Requirements: Find each line in the rows below that contains the word "person", and copy those lines out.

Dataset records on object locations
## START
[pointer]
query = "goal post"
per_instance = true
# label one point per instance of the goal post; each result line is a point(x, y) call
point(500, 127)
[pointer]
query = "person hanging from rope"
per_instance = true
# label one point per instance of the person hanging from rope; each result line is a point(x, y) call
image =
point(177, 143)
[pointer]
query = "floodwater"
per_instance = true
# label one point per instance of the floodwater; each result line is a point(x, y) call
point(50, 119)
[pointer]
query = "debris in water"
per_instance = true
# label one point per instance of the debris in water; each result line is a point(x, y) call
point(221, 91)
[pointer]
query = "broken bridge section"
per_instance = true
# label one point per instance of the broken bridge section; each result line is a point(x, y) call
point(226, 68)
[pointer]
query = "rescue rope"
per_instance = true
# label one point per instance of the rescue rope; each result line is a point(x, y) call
## END
Output below:
query = "person hanging from rope"
# label one point per instance of the person hanging from rope; each result line is a point(x, y) call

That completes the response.